TASK DETAILS:
Please return every line of the listing. Keep each one exact.
(DATA LISTING begins)
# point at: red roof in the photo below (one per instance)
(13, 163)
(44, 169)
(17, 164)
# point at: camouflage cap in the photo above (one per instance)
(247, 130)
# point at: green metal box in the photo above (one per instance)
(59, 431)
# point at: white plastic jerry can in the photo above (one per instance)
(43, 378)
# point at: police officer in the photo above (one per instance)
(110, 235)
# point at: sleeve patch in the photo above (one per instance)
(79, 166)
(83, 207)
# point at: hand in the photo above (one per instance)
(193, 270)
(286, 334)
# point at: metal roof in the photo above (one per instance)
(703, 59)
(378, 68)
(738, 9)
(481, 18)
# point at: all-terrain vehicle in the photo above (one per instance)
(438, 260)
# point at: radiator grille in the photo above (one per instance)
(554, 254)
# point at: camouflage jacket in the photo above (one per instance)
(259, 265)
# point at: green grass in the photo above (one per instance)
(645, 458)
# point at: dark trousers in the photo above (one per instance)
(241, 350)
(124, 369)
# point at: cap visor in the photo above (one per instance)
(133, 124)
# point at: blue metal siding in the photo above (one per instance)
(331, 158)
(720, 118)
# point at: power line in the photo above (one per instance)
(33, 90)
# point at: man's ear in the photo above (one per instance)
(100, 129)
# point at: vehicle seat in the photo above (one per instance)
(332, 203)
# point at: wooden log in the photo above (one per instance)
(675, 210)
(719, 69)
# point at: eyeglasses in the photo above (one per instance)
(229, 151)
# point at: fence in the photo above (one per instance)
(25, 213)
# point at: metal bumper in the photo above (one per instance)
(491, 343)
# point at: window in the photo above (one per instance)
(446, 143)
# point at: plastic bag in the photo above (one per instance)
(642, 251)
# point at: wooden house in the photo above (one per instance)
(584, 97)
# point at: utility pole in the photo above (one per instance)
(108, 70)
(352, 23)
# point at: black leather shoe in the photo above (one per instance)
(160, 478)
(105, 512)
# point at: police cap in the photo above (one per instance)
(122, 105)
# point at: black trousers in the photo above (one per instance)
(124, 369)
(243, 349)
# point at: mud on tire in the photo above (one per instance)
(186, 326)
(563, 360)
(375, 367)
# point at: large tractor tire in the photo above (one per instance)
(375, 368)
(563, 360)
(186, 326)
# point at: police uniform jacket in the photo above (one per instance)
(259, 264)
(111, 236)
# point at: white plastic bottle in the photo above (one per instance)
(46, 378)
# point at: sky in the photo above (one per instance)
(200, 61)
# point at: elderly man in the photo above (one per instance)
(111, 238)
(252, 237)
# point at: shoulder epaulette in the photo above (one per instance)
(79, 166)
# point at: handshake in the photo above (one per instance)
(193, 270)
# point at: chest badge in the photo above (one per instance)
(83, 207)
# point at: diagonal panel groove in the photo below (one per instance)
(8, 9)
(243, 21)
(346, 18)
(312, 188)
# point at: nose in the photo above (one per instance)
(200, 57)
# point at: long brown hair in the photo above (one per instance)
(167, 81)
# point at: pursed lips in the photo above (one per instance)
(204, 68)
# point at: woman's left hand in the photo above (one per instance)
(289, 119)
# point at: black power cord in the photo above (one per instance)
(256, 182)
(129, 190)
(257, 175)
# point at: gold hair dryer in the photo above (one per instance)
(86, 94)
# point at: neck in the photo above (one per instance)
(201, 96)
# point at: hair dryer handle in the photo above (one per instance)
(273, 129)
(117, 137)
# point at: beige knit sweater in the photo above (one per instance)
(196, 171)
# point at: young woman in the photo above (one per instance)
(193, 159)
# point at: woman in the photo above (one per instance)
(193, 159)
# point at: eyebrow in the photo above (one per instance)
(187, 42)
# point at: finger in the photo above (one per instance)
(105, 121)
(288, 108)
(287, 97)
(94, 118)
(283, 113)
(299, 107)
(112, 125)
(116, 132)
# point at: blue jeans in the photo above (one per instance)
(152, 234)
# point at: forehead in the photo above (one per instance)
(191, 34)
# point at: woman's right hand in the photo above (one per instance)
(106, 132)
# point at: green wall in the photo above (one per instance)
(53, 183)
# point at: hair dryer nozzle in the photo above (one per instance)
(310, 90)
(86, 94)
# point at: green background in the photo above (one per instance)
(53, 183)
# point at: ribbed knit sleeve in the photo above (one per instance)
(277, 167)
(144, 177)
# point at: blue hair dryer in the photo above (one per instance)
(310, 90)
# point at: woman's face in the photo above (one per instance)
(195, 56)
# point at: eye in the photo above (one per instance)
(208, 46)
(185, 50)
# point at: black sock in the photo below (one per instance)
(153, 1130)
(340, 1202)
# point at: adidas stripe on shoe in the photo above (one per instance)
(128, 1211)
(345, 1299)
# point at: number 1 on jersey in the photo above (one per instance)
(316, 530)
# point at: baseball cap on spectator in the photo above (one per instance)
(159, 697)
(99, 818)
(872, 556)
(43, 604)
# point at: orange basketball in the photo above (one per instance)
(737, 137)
(DATA LISTING ends)
ANSWER SECTION:
# point at: red roof in the photo below (one per instance)
(13, 163)
(44, 169)
(17, 164)
# point at: camouflage cap in the photo above (one per instance)
(247, 130)
# point at: green metal box in the photo above (one per instance)
(59, 431)
# point at: white plastic jerry can in the photo above (one per instance)
(43, 378)
# point at: police officer in the photo above (one per instance)
(110, 235)
# point at: sleeve patch in the photo above (one per instance)
(79, 166)
(83, 207)
# point at: hand in the photo above (one per instance)
(193, 270)
(286, 334)
# point at: metal roof in the photo above (one per instance)
(703, 59)
(378, 68)
(738, 9)
(481, 18)
# point at: all-terrain vehicle in the photo above (one per instance)
(438, 260)
# point at: radiator grille in the photo above (one per instance)
(554, 254)
# point at: camouflage jacket in the photo above (one per instance)
(259, 265)
# point at: green grass in the photo above (one per instance)
(645, 458)
# point at: dark trousers in the photo above (one per instance)
(241, 350)
(124, 369)
# point at: cap visor in the photo above (one per instance)
(133, 124)
# point at: blue metal siding in the photo above (one per instance)
(331, 158)
(720, 118)
# point at: power line in the photo above (one per instance)
(33, 90)
# point at: man's ear in the photo above (one per instance)
(100, 129)
# point at: vehicle seat in the photo above (one per instance)
(332, 203)
# point at: wooden log in the photo above (one per instance)
(675, 210)
(719, 69)
# point at: eyeglasses in the photo above (one per instance)
(229, 151)
# point at: fence in the photo above (one per instance)
(25, 213)
# point at: metal bumper in the photo above (one per instance)
(491, 343)
# point at: window in the photo above (one per instance)
(446, 143)
# point at: plastic bag in the photo above (one per instance)
(642, 251)
# point at: wooden house in the photo above (one per instance)
(584, 97)
# point at: utility pole in the photo above (one per instance)
(108, 70)
(352, 23)
# point at: black leather shoe in the photo above (one per instance)
(160, 478)
(105, 512)
# point at: police cap in the photo above (one per instance)
(122, 105)
# point at: black trousers in the photo above (one per instance)
(124, 369)
(243, 349)
# point at: mud on tire in the photo above (one per instance)
(186, 326)
(563, 360)
(375, 367)
# point at: large tractor tire in the photo above (one per instance)
(375, 368)
(563, 360)
(186, 326)
# point at: police uniform jacket in the photo above (one per instance)
(259, 264)
(111, 236)
# point at: white plastic bottle in the photo above (one per instance)
(46, 378)
# point at: sky in the photo above (one per instance)
(200, 61)
# point at: elderly man in the photo above (one per instance)
(111, 238)
(252, 237)
# point at: shoulder epaulette in the photo above (one per instance)
(79, 166)
# point at: handshake in the photo above (one per instance)
(193, 270)
# point at: chest badge in the photo above (one per instance)
(83, 207)
# point at: diagonal panel groove in the photo below (one per instance)
(8, 9)
(243, 21)
(346, 18)
(312, 188)
# point at: nose in the photo above (one per instance)
(200, 57)
# point at: long brown hair in the photo above (one per instance)
(167, 81)
# point at: pursed lips in the photo above (one per instance)
(204, 68)
# point at: woman's left hand in the photo above (one per instance)
(289, 119)
# point at: black power cord in the photo above (one per instance)
(256, 182)
(129, 190)
(257, 175)
# point at: gold hair dryer in the photo above (one per instance)
(86, 94)
# point at: neck in the photo above (one per instance)
(201, 96)
# point at: hair dryer handle in the photo above (one per instance)
(273, 129)
(117, 137)
# point at: beige knit sweater in the photo above (one per instance)
(196, 171)
# point at: young woman in the photo above (one per instance)
(193, 159)
# point at: woman in the photo above (one per instance)
(193, 159)
# point at: eyebrow in the photo above (one per instance)
(187, 42)
# point at: finger in the photo above (one per instance)
(105, 121)
(288, 108)
(287, 97)
(94, 118)
(283, 113)
(299, 107)
(112, 125)
(116, 132)
# point at: blue jeans in the photo above (one per instance)
(152, 234)
# point at: forehead in the photo above (one per instance)
(191, 34)
# point at: woman's right hand in the photo above (one per instance)
(106, 132)
# point at: green wall in the photo above (one per instance)
(53, 183)
# point at: hair dryer nozzle in the photo above (one per instance)
(310, 90)
(86, 94)
# point at: green background in the photo above (one per instance)
(53, 183)
# point at: ribbed knit sleeve in the photo above (one per instance)
(277, 167)
(144, 177)
# point at: blue hair dryer in the photo above (one per instance)
(310, 90)
# point at: woman's face in the photo above (one per instance)
(195, 56)
# point at: eye in the photo above (one per instance)
(208, 46)
(185, 50)
# point at: black sock in the photo below (one per instance)
(153, 1130)
(340, 1202)
# point at: adidas stripe on shoe in the photo above (one per instance)
(128, 1211)
(345, 1299)
# point at: number 1 on jersey in the photo above (one per instance)
(316, 530)
# point at: baseball cap on spectator in the photo above (one per instance)
(159, 697)
(99, 818)
(872, 556)
(43, 604)
# point at: orange basketball in the photo above (one per instance)
(737, 137)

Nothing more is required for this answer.